# [What this exercise asks]
1. Summarize the text on cancer care during the Covid-19 lockdown in two sentences.
2. Rewrite the paragraph of the text on cancer care during the Covid-19 lockdown that begins "A report by Cancer Research UK" as a bulleted list that keeps its main facts.

# [Source extract]
○ ○ ○ ○ ○

The 10 Downing Street press conferences on Covid-19 tend not to show graphs about cancer care. We see various charts by statisticians and epidemiologists, but the impact of lockdown on patients with time critical conditions such as cancer has been largely ignored. The disruption of cancer services is a global phenomenon, but the suspension of screening services and failure to protect cancer services in the UK has resulted in 40,000 less cancers being diagnosed last year, compared to 2019.
The true scale of the cancer backlog has yet to be acknowledged by the UK government, far less prioritised with specific additional funding. Denial could cost lives. Any future cancer strategy simply has to start with an acknowledgement of what has just happened, which came on top of pretty poor pre-pandemic cancer services.
Covid kills. But so does cancer
A report by Cancer Research UK last year, looking at pre-pandemic figures, showed the UK had worse survival rates than many Western countries due to inadequate early cancer detection and a lack of access to optimal treatment. Add to this a shortage of cancer treatment specialists and we see the official target – treating 85 per cent of cancer patients within 62 days of urgent GP referral – has been missed every year since 2014. This system will soon be asked to cope with people whose cancer should have been diagnosed during lockdown, but was not.
There are already reports of an increase in patients with later-stage cancers due to delays in diagnosis and, not only will this be devastating for these patients and their families, it will further reduce our mediocre survival rates. It is unthinkable that the small incremental gains that have been made by optimisation to screening, diagnosis and treatment of common cancers during my career have been negated by lockdown. Ministers must accept the scale of the problem – and find viable solutions to develop a comprehensive cancer strategy that goes much further than simply focusing on reducing cancer waiting times, recruiting additional cancer specialists, and improving access to imaging and radiotherapy.

○ ○ ○ ○ ○

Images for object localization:
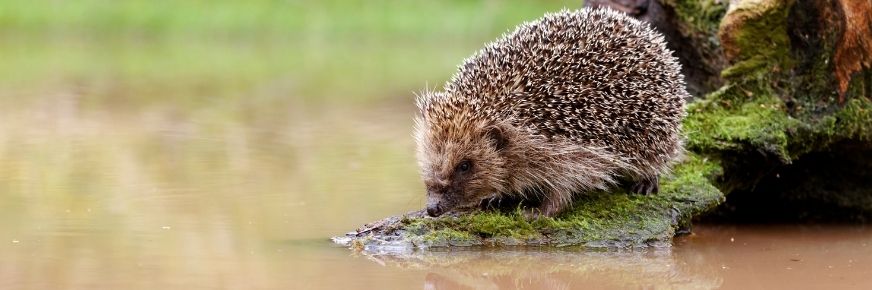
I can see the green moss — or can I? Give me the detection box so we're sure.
[350,154,724,247]
[684,86,799,162]
[663,0,727,35]
[720,0,793,79]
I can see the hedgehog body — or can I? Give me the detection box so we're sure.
[415,9,689,216]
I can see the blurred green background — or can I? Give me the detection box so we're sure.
[0,0,581,289]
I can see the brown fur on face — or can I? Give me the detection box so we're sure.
[415,9,689,216]
[416,96,508,216]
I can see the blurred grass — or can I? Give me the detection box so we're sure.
[0,0,580,108]
[0,0,581,289]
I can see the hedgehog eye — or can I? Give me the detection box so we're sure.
[457,160,472,173]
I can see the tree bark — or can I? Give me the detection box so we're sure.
[587,0,872,220]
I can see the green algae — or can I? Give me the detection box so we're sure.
[334,0,872,248]
[338,154,724,248]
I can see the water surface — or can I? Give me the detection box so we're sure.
[0,102,872,289]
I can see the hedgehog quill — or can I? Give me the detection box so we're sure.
[414,9,689,217]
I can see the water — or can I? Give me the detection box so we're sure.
[0,98,872,289]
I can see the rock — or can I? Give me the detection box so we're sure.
[333,155,724,253]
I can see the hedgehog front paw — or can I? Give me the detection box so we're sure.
[631,176,660,195]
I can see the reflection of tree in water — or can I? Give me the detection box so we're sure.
[366,249,723,289]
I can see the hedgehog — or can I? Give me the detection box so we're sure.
[414,8,689,217]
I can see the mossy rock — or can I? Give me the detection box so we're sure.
[333,155,724,252]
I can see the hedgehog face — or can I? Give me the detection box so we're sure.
[418,122,507,216]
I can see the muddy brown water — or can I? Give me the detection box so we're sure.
[0,102,872,289]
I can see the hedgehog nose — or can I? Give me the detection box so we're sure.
[427,204,442,217]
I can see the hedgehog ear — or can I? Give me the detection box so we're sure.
[485,125,509,151]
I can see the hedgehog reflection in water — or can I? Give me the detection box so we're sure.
[415,9,689,216]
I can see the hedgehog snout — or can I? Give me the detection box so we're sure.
[427,186,446,217]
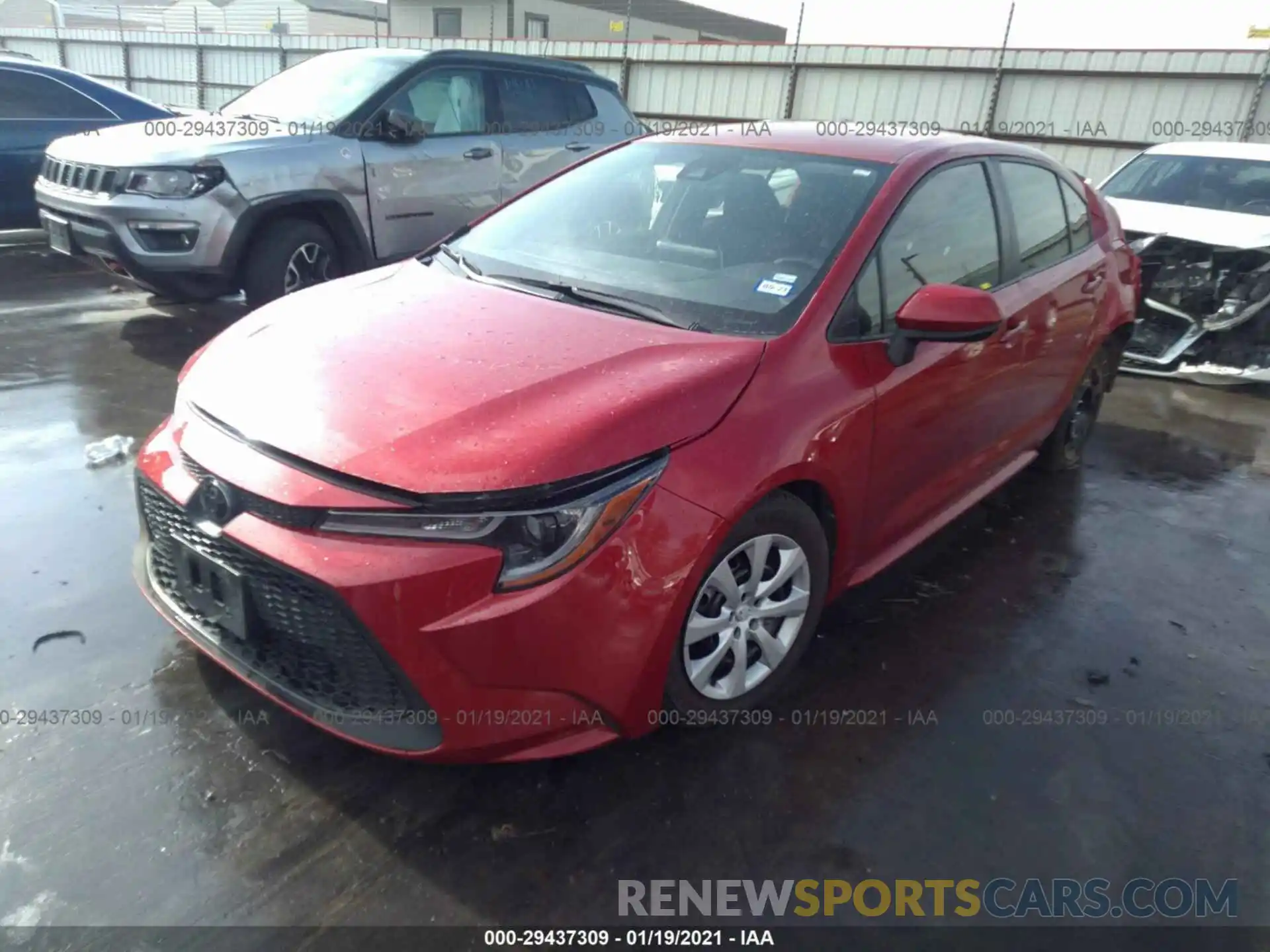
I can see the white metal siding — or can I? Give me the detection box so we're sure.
[7,29,1270,180]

○ ○ ○ ○ ○

# [Answers by task]
1. Suspended screening and the failure to protect UK cancer services during lockdown led to 40,000 fewer cancers being diagnosed last year than in 2019, and the government has yet to acknowledge this backlog or fund it specifically. The backlog adds to poor pre-pandemic services, which had worse survival rates than many Western countries and missed the 62-day treatment target every year since 2014, so ministers must accept the scale of the problem and develop a comprehensive cancer strategy.

2.
- A Cancer Research UK report last year used pre-pandemic figures.
- It found UK survival rates were worse than in many Western countries.
- The causes were inadequate early cancer detection and a lack of access to optimal treatment.
- There is also a shortage of cancer treatment specialists.
- The official target of treating 85 per cent of cancer patients within 62 days of urgent GP referral has been missed every year since 2014.
- This system will soon have to cope with people whose cancer should have been diagnosed during lockdown but was not.